### Tasks to complete
1. According to the Applied Linguistics course description, why do students build their understanding of research in language during Years 2 and 3?
2. Turn the paragraph of the Applied Linguistics course description that starts "Areas for analysis include" into a short list, keeping its main facts.
3. Carry the Applied Linguistics course description on from its last sentence.

### Passage shown
┄┄┄┄┄┄┄┄┄┄

In Year 1 you'll take core introductory modules to give you a good grounding in the four key strands and research in Applied Linguistics.

In Years 2 and 3 you'll research particular areas and issues in more detail, and develop your understanding of research in language in preparation for your dissertation in Year 3.

Students sitting around table listening to the tutor

Study modules

Year 1

Compulsory modules

Understanding Language: System and Use (compulsory in single and combined honours)

You will be introduced to key concepts in the study of language as system and its use in contexts of communication. You will develop an understanding of language description and associated terminology and will be introduced to well-established frameworks for linguistic analysis in the areas of language as sound (phonetics and phonology), language as meaning (semantics) and language as structure (syntax).

Introduction to Discourse Analysis (compulsory in single honours, recommended in combined honours)

Areas for analysis include: general principles of Discourse Analysis, Conversation Analysis, Critical Language Studies, Forensic Linguistics, Intercultural Pragmatics and Multimodal Communication. You will be introduced both to the key theories of these sub-disciplines, as well as their relevance and application to real-world scenarios.

┄┄┄┄┄┄┄┄┄┄

### Data section
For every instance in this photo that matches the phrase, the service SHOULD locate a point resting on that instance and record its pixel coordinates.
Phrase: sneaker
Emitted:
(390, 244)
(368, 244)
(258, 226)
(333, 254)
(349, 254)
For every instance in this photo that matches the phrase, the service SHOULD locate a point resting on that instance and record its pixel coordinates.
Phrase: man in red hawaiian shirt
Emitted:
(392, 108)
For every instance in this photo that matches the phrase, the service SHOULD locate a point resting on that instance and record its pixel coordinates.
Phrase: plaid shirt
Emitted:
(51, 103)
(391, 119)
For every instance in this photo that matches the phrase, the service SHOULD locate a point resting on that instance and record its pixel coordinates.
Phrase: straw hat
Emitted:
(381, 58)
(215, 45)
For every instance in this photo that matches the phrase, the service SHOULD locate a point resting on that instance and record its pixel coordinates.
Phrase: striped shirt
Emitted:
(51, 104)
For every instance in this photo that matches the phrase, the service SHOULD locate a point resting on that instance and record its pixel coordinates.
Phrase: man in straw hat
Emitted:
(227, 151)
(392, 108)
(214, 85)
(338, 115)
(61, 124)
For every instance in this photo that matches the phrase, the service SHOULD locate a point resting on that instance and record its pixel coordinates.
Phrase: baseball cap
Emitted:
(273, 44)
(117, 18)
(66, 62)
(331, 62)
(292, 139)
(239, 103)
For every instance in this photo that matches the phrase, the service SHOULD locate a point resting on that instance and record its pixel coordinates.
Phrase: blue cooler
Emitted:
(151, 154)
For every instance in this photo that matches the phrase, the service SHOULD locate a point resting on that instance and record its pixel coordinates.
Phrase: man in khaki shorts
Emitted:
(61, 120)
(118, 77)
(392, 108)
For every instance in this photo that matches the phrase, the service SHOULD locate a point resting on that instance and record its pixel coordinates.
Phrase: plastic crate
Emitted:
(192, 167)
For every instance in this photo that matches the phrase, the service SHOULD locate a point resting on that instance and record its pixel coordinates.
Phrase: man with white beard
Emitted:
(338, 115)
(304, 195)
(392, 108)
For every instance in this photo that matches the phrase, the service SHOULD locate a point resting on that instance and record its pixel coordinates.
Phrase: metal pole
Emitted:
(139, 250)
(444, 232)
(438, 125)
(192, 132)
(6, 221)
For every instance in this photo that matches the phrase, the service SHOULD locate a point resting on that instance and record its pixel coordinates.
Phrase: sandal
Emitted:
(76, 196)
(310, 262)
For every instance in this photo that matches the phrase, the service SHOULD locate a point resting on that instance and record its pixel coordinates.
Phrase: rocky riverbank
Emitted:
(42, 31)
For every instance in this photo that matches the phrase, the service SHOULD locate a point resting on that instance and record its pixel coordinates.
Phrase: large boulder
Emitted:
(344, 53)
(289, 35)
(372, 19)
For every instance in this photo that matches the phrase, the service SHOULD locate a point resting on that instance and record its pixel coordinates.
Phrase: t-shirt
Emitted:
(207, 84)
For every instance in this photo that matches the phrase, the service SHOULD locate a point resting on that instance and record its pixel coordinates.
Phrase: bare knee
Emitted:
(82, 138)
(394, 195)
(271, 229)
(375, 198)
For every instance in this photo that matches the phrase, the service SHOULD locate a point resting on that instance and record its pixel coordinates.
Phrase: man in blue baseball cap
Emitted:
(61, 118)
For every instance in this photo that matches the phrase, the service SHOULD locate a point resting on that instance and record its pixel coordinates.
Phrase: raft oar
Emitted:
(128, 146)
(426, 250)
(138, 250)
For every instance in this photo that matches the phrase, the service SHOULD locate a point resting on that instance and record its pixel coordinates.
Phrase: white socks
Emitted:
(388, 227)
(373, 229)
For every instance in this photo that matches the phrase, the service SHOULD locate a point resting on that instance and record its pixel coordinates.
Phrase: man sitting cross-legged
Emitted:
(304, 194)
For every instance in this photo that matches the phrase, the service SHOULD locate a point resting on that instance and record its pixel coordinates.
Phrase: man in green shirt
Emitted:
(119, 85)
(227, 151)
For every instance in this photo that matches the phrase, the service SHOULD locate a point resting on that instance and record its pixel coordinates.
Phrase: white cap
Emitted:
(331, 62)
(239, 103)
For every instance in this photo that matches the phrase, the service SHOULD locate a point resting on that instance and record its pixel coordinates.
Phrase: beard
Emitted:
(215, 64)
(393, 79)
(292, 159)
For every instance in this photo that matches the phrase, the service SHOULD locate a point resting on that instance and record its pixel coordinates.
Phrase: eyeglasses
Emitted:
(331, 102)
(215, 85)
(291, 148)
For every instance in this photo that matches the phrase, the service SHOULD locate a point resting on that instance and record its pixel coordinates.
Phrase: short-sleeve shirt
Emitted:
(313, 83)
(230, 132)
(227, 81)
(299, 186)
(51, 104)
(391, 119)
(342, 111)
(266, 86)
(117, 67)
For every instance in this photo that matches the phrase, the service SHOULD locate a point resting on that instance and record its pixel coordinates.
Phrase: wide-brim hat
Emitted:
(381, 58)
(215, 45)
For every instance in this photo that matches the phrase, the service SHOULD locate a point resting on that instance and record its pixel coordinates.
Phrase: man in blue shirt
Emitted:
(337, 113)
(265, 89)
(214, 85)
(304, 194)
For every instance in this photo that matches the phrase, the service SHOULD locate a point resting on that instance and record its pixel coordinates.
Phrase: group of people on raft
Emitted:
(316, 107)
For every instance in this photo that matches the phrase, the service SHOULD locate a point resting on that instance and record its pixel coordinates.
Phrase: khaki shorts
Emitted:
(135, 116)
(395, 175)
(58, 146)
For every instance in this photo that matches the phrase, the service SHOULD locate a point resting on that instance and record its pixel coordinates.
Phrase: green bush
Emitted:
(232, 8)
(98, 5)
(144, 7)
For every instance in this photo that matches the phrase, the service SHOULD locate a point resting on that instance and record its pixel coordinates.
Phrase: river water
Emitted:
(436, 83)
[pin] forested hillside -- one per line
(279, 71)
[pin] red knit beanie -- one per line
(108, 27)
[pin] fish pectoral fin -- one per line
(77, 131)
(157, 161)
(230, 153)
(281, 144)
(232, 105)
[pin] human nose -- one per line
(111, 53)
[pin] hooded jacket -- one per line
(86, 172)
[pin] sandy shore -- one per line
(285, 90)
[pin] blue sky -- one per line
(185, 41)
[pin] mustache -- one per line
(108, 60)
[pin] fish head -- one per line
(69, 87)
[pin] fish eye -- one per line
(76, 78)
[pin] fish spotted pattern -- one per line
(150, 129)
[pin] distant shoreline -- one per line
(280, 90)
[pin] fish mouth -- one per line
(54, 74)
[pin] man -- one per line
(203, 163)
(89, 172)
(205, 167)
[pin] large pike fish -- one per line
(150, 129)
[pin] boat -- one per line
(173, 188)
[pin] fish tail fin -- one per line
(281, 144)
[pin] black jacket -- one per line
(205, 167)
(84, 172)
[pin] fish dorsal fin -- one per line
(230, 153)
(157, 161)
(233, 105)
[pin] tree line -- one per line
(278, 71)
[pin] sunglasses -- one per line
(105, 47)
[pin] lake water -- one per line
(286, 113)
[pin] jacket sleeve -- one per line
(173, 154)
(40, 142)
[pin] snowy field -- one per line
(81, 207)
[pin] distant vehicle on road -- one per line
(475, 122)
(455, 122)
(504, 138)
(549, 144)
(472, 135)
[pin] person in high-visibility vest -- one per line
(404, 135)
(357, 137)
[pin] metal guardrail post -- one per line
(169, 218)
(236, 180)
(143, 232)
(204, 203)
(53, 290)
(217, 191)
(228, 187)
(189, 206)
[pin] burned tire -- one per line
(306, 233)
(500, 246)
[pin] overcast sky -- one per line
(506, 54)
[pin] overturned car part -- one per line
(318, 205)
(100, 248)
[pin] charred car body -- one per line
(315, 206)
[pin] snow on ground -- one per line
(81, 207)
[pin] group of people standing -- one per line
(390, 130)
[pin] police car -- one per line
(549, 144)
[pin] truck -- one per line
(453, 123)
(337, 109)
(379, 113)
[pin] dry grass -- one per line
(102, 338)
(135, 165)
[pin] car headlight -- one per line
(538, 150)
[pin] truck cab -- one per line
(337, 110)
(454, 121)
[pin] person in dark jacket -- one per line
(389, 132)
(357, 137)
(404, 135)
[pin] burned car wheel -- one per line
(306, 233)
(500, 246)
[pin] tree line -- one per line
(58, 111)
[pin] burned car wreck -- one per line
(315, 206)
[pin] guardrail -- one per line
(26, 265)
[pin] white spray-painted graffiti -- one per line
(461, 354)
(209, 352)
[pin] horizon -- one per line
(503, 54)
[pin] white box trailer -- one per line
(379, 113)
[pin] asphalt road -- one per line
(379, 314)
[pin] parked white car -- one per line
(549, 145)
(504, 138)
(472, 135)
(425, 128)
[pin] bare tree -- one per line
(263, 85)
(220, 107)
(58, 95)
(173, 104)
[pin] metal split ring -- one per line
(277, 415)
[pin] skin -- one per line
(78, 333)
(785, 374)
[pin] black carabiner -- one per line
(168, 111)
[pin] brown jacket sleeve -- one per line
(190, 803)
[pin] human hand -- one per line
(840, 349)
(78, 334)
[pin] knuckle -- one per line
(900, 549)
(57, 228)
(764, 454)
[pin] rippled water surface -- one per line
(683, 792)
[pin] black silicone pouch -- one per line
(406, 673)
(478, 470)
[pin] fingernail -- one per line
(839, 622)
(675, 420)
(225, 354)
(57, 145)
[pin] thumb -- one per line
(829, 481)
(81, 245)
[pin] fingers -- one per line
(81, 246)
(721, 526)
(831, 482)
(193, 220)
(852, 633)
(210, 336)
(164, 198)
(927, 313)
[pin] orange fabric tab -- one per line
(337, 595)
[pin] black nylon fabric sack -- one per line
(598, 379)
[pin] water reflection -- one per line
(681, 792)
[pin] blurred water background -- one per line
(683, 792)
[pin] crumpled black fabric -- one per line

┄┄┄┄┄┄┄┄┄┄

### Responses per task
1. They do it to prepare for the dissertation they write in Year 3.

2.
Areas covered:
- General principles of Discourse Analysis
- Conversation Analysis
- Critical Language Studies
- Forensic Linguistics
- Intercultural Pragmatics
- Multimodal Communication

Students learn the key theories of these sub-disciplines and how they apply to real-world scenarios.

3.
Sociolinguistics (compulsory in single and combined honours)

Sociolinguistics explores the effect of society on the way language is used. The core research areas of language and society, language and variation, language and interaction, and language and culture are addressed. This module draws from studies on diglossia, bidialectism, multidialectism, bilingualism, multibilingualism, and plurilingualism while referring to a wide spectrum of geographic and linguistic contexts.

Introduction to Applied Linguistics (compulsory in single honours, recommended in combined honours)

This module will provide you with the basic tools, skills and concepts you need in order to study effectively the broad field of English Language and Linguistics in a university context. Each session will generally be shared between (a) critical consideration of the approach to applied linguistics presented in key readings, and (b) developing skill at the complex genre of academic writing.

Language Acquisition (compulsory in single honours, recommended in combined honours)

An introduction to the study of how we acquire language from the early processing of language to the role of child directed speech. You will explore the major debates in the field of language acquisition and development and your understanding of the linguistic evidence will be used to advance theories of language acquisition and development.

Optional modules

Understanding Communication (recommended in single and combined honours)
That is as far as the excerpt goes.